*EXERCISE INSTRUCTIONS:*
Copy exactly the stretch of data below from the line with "target: foam" through the line with "target: black swim cap", including both of those lines.

*PROVIDED RECORDS:*
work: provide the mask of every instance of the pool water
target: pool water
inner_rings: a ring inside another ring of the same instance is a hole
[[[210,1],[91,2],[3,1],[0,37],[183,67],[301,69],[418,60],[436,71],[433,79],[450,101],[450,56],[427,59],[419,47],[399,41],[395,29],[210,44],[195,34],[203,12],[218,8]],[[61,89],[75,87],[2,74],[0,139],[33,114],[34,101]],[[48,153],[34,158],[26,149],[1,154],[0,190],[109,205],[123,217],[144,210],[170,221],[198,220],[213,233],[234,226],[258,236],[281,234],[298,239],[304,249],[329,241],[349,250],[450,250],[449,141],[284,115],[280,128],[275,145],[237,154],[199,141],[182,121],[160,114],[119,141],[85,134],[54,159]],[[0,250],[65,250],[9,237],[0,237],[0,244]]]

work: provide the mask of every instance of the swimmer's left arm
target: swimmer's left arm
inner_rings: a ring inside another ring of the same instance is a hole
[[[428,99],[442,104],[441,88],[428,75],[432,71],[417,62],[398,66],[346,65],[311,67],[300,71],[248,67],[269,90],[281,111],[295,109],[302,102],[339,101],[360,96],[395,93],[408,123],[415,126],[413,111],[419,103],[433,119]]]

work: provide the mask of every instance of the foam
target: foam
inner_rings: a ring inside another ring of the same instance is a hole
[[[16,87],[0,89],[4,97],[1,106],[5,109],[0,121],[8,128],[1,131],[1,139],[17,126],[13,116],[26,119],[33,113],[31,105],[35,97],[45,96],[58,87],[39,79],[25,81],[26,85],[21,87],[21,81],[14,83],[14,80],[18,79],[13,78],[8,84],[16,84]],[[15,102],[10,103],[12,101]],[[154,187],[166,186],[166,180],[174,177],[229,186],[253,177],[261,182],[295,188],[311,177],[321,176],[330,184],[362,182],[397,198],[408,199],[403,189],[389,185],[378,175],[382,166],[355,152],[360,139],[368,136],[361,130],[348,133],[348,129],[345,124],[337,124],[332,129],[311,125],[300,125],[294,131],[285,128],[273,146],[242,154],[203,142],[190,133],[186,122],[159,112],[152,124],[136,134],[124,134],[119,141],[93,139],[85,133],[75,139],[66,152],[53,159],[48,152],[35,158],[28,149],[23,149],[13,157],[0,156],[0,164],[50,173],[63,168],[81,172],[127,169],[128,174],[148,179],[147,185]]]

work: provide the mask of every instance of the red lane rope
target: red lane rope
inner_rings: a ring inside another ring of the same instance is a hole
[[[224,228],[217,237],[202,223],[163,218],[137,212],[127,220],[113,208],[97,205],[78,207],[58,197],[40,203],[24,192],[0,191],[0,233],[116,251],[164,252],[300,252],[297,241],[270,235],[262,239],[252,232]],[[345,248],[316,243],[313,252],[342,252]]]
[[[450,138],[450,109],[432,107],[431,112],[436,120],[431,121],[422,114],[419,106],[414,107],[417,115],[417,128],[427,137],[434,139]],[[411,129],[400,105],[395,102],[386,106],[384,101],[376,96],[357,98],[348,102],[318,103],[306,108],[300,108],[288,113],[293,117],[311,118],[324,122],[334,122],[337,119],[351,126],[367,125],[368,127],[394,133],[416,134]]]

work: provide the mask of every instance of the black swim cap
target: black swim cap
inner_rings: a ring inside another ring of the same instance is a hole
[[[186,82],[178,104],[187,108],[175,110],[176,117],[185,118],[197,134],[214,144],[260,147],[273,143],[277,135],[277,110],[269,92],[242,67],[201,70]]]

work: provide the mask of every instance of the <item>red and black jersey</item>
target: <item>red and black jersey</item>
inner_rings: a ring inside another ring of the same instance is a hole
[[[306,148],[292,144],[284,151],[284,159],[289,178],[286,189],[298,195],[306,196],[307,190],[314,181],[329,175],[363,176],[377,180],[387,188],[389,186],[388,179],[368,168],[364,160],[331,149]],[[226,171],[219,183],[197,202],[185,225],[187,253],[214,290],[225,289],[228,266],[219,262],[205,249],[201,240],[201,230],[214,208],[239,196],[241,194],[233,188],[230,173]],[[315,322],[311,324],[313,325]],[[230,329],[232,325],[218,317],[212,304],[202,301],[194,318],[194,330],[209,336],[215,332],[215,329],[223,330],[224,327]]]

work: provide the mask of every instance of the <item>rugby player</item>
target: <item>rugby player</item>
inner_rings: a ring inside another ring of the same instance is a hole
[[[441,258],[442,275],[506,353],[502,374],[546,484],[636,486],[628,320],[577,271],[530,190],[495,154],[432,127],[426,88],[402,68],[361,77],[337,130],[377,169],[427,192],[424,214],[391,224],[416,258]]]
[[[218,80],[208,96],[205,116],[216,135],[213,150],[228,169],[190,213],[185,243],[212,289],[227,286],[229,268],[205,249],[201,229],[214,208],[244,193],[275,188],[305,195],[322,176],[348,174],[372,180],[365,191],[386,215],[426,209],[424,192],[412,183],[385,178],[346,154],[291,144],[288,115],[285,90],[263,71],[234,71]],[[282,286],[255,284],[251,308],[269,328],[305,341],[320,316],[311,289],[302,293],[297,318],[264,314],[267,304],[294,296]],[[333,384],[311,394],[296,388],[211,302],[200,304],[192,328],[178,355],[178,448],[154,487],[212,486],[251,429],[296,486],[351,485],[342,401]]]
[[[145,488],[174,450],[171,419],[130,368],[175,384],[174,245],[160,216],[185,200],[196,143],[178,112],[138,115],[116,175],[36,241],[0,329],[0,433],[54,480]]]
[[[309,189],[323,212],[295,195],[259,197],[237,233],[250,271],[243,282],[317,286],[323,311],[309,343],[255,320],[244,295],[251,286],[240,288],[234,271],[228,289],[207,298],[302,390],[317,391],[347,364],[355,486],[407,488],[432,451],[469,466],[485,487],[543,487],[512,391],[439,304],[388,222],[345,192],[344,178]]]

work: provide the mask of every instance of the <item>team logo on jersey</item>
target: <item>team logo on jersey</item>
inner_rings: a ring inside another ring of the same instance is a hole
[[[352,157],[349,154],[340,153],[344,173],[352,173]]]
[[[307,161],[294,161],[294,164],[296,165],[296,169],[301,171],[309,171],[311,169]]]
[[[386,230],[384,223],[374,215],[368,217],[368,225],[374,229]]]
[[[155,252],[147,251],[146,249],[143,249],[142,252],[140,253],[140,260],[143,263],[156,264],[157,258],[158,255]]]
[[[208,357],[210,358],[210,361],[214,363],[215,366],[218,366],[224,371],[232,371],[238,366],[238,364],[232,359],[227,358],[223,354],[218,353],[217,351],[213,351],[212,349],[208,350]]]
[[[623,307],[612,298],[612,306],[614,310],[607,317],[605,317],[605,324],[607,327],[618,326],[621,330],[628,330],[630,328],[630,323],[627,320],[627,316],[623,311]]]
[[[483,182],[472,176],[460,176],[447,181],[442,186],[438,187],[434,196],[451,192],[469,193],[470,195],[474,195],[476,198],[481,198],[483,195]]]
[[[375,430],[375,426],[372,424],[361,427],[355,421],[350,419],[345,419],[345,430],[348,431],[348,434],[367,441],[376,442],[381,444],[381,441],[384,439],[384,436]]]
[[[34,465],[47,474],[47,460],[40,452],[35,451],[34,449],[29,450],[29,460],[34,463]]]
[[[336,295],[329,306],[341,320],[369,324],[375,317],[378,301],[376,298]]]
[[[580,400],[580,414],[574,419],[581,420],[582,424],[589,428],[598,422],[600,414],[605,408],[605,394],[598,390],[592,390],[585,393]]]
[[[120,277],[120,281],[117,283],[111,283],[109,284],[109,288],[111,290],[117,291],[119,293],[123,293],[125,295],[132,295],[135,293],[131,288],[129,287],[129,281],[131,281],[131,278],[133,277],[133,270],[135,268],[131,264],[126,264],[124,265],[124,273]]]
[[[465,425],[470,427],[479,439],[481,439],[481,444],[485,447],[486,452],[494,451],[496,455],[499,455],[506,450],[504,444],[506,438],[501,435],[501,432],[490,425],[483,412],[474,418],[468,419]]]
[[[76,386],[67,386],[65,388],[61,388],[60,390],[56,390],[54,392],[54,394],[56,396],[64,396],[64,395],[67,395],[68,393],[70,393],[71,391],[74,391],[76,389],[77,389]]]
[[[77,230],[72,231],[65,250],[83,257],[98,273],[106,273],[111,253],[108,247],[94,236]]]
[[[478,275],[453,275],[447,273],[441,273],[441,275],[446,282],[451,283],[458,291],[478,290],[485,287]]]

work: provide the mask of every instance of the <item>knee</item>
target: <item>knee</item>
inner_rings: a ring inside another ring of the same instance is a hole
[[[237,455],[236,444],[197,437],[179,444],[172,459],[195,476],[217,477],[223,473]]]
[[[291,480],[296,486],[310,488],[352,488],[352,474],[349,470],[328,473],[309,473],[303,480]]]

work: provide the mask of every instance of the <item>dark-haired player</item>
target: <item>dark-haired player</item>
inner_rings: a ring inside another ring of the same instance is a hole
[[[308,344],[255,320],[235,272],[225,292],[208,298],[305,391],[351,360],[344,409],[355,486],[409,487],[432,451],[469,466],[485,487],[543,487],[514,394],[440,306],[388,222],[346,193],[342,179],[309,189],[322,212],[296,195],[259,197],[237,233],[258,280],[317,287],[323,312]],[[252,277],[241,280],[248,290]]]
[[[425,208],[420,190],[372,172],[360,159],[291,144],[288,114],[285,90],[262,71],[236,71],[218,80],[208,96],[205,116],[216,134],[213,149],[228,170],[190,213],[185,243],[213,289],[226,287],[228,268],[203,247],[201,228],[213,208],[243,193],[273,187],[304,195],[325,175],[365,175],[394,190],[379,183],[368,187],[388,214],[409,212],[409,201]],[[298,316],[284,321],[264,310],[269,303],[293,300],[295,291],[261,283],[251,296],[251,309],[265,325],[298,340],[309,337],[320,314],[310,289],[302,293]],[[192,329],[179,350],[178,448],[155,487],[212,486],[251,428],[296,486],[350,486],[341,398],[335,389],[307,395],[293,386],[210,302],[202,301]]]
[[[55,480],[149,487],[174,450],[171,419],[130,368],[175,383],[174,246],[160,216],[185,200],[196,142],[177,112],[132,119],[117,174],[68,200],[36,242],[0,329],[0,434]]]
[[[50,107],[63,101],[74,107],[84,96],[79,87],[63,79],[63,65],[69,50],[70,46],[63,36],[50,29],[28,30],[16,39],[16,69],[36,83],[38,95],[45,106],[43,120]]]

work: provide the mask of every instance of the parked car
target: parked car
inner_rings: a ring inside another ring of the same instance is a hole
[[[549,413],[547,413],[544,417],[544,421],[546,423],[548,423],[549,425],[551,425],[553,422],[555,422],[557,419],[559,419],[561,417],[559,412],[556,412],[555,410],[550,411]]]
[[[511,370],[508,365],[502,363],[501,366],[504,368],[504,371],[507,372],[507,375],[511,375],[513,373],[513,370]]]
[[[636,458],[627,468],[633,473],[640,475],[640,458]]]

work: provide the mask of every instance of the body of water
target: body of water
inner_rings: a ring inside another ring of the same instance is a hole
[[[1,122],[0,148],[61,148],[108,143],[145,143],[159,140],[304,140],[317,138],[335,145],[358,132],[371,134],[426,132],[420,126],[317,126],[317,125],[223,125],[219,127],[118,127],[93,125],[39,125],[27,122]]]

*OUTPUT FOR THIS TASK:*
target: foam
inner_rings: a ring inside another ring of the same instance is a hole
[[[16,87],[0,89],[4,97],[1,106],[5,109],[0,121],[8,128],[1,131],[1,139],[17,126],[13,116],[26,119],[33,113],[31,105],[35,97],[45,96],[58,87],[39,79],[25,81],[26,85],[21,87],[21,81],[14,83],[14,80],[18,79],[13,78],[8,84],[16,84]],[[15,102],[10,103],[12,101]],[[154,187],[166,186],[166,180],[174,177],[229,186],[253,177],[261,182],[295,188],[311,177],[321,176],[330,184],[362,182],[397,198],[408,199],[403,189],[389,185],[378,175],[382,166],[355,152],[360,139],[368,136],[361,130],[348,133],[348,129],[345,124],[337,124],[332,129],[311,125],[300,125],[294,131],[285,128],[273,146],[242,154],[203,142],[190,133],[186,122],[159,112],[152,124],[136,134],[124,134],[119,141],[93,139],[85,133],[75,139],[66,152],[53,159],[48,152],[35,158],[28,149],[23,149],[13,157],[0,156],[0,164],[50,173],[63,168],[81,172],[127,169],[128,174],[148,179],[147,185]]]

work: provide the mask of every instance of the red lane rope
target: red lane rope
inner_rings: a ring inside another ring of the same instance is a hole
[[[224,228],[217,237],[202,223],[163,218],[137,212],[127,220],[113,208],[97,205],[78,207],[58,197],[40,203],[24,192],[0,191],[0,233],[116,251],[164,252],[300,252],[297,241],[270,235],[262,239],[252,232]],[[345,248],[316,243],[313,252],[342,252]]]
[[[450,138],[450,109],[432,107],[431,112],[436,120],[431,121],[422,114],[419,106],[414,107],[417,115],[417,128],[427,137],[434,139]],[[411,129],[400,105],[395,102],[386,106],[384,101],[376,96],[357,98],[348,102],[318,103],[306,108],[300,108],[288,113],[293,117],[311,118],[324,122],[334,122],[337,119],[351,126],[367,125],[368,127],[394,133],[416,134]]]

work: provide the mask of every instance of the black swim cap
target: black swim cap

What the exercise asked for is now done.